* TEXT UNDER STUDY *
• • • •

The CLI code is written for these. They'll work as soon as the API endpoints ship:

- **Incidents** (list, get, update) — documented in OpenAPI spec but still returns HTML
- **Notifications** (rules and integrations CRUD)
- **Job list** (scan history)
- **Job cancel** (cancel running scans)

### Planned Features

- **Dashboard.** Org-level overview of datasets, results, and incidents.
- **Contract proposals.** PR-style review flow for contract changes.

### Vision

The goal is one CLI that covers the full data quality lifecycle:

1. **Connect.** `sodacli datasource onboard` sets up a database connection with monitoring, profiling, contracts, and verification in one command.
2. **Define.** `sodacli contract create --mode copilot` uses AI to generate meaningful checks from your schema and data profile.
3. **Import.** `sodacli contract translate` translates existing data quality definitions from other formats (ODCS, dbt tests, Great Expectations, SodaCL v3) into Soda contracts.
4. **Verify.** `sodacli contract verify` runs checks locally or in the cloud, from CI/CD or your terminal.
5. **Monitor.** `sodacli monitor` adds ML anomaly detection that fires alerts when metrics drift.
6. **Respond.** `sodacli incident` and `sodacli notification` close the loop from detection to resolution.
7. **Govern.** `sodacli iam` and `sodacli dataset permissions` control who can do what.

All of this works the same way for humans typing commands and for AI agents calling them programmatically. Same interface, same exit codes, same JSON output.

• • • •

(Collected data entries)
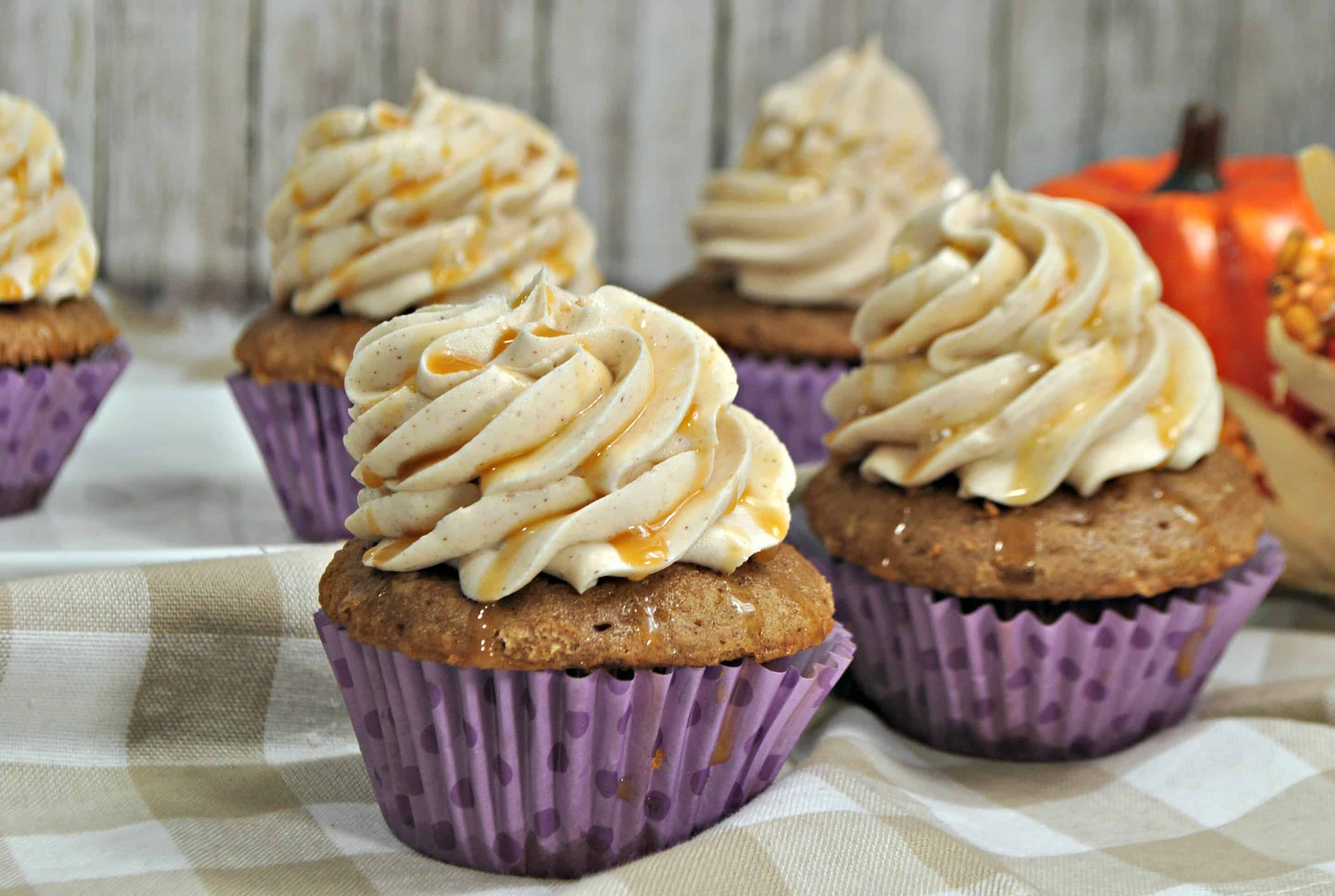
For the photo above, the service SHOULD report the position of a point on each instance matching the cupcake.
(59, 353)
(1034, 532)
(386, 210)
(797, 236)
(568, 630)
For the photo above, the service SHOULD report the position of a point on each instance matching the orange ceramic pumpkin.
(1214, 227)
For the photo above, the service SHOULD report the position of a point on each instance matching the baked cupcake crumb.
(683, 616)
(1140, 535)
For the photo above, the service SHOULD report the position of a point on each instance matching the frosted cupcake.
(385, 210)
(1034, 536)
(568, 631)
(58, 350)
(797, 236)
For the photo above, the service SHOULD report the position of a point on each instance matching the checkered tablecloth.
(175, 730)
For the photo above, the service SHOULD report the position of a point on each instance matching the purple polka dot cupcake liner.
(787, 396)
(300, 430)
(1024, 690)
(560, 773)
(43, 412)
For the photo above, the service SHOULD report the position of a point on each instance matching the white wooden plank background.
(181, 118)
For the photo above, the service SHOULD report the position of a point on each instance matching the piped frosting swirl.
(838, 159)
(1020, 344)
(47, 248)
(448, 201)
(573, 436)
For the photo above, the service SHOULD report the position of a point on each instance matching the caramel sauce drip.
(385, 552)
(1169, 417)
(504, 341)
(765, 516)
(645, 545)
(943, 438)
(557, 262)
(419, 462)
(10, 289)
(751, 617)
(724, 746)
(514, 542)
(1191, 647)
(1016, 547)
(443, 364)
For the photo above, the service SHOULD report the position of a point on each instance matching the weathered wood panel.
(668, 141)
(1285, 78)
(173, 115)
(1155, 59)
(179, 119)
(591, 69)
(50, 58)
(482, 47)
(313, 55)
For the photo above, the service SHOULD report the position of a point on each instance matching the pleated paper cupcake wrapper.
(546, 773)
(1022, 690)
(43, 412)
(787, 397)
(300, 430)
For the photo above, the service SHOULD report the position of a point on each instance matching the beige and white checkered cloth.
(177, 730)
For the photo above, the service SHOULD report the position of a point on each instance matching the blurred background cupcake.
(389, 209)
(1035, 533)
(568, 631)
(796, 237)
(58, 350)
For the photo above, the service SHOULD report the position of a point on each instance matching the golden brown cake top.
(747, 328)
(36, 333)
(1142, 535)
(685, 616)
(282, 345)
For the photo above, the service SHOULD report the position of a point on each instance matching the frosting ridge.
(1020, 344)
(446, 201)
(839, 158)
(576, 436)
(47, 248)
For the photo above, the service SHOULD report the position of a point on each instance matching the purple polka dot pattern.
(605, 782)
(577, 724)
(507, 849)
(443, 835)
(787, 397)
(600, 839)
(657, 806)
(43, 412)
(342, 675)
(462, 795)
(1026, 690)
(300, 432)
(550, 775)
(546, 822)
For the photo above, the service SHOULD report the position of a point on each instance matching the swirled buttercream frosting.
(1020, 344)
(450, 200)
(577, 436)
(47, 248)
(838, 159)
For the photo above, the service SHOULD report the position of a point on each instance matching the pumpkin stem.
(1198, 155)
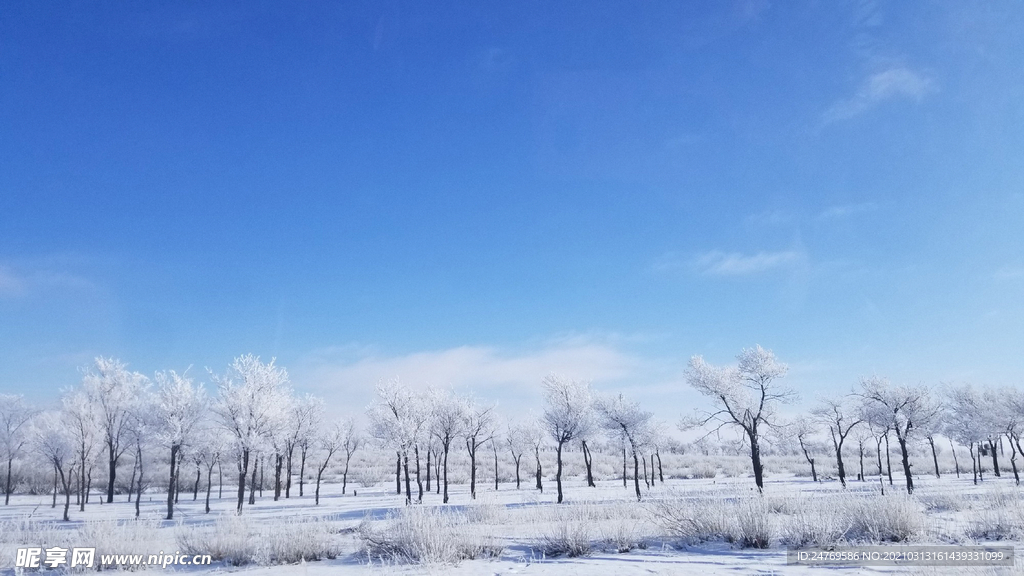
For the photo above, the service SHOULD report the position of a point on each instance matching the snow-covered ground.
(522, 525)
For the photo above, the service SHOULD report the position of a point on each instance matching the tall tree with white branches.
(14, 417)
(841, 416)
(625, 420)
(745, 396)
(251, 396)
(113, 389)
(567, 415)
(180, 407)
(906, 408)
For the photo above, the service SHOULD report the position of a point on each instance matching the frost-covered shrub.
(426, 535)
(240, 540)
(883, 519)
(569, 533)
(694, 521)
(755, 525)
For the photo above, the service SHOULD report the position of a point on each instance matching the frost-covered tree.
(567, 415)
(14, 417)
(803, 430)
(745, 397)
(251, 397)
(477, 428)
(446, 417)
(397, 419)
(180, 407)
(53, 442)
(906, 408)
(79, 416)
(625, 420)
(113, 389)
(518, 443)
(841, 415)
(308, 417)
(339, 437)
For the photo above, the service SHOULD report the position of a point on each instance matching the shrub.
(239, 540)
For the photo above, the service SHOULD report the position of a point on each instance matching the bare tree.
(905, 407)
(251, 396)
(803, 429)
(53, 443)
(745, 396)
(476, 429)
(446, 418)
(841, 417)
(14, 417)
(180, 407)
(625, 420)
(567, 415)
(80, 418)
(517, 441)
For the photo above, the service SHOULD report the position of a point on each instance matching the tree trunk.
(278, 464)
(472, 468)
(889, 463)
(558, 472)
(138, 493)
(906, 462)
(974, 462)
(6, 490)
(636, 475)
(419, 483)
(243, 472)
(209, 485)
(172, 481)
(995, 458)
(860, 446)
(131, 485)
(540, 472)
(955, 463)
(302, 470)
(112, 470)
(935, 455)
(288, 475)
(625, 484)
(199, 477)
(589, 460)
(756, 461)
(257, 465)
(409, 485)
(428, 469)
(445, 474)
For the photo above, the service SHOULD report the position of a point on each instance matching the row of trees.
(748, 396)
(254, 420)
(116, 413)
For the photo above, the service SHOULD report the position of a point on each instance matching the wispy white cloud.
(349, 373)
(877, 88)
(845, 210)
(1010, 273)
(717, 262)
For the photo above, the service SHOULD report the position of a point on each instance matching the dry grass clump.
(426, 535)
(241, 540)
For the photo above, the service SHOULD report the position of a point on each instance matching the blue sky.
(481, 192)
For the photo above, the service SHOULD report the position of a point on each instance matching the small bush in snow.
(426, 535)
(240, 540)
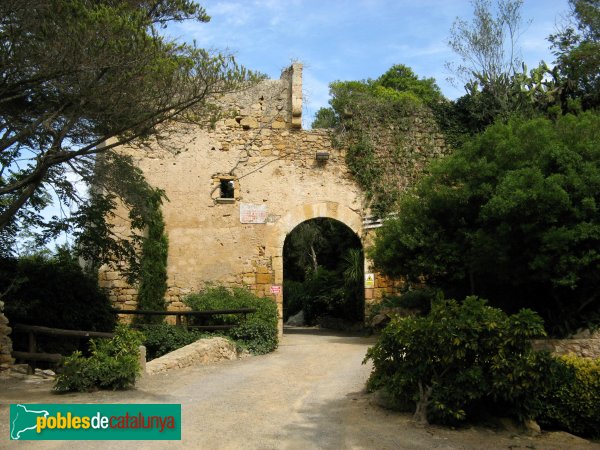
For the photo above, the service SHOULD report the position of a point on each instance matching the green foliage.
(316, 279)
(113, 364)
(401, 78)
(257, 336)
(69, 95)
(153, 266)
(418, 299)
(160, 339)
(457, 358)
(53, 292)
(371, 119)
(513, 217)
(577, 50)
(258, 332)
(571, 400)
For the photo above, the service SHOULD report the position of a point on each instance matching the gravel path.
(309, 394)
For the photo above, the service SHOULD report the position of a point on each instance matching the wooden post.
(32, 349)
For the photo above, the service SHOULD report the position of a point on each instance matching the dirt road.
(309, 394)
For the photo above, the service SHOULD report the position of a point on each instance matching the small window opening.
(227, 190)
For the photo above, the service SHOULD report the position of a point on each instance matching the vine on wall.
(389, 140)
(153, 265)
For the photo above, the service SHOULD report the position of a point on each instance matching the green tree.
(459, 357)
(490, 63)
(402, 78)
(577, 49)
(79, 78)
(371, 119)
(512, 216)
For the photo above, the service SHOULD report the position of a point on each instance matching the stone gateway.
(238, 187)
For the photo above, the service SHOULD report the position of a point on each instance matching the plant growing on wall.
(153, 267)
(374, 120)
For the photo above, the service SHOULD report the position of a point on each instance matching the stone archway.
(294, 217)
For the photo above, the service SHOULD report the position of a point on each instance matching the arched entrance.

• • • •

* ACTIVITIES *
A. According to the sodacli roadmap, what do the Incidents endpoints still return despite being documented in the OpenAPI spec?
B. Proceed with the sodacli roadmap, writing on from its final sentence.
You can set the lines aside, since they play no part in what comes next.

* TASK ANSWERS *
A. They still return HTML.

B.
## Soda CLI vs soda-core

| | Soda CLI (`sodacli`) | soda-core (`soda`) |
|---|---|---|
| **Language** | Go (single binary, no dependencies) | Python (requires pip + DB connectors) |
| **Execution** | Cloud via Soda Runner, or local via `--local` | Local only |
| **Scope** | Full platform: datasources, datasets, contracts, monitors, results, IAM, incidents | Contract verification and data source testing |
| **Contract generation** | `contract create --mode copilot` (AI) or `skeleton` | Manual authoring only |
| **CI/CD** | `--no-interactive`, `--output json`, structured exit codes | Basic exit codes |

**Why use Soda CLI?** If you only need to run checks locally, soda-core is enough. If you want to manage your entire data quality lifecycle from one tool — generate contracts with AI, monitor anomalies, track results, control permissions, and integrate with CI/CD — use sodacli. It shells out to soda-core for local execution when needed (`--local`), so you get both.